Exercise description = An exact reproduction of each record is required.

Start of Records provided

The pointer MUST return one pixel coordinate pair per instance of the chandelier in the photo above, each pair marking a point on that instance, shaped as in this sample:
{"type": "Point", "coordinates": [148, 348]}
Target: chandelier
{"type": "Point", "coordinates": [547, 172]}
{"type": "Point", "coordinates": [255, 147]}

End of Records provided

Written solution =
The pointer MUST return one pixel coordinate pair per instance of the chandelier in the photo above, each pair marking a point on that instance, shaped as in this sample:
{"type": "Point", "coordinates": [148, 348]}
Target: chandelier
{"type": "Point", "coordinates": [547, 172]}
{"type": "Point", "coordinates": [255, 147]}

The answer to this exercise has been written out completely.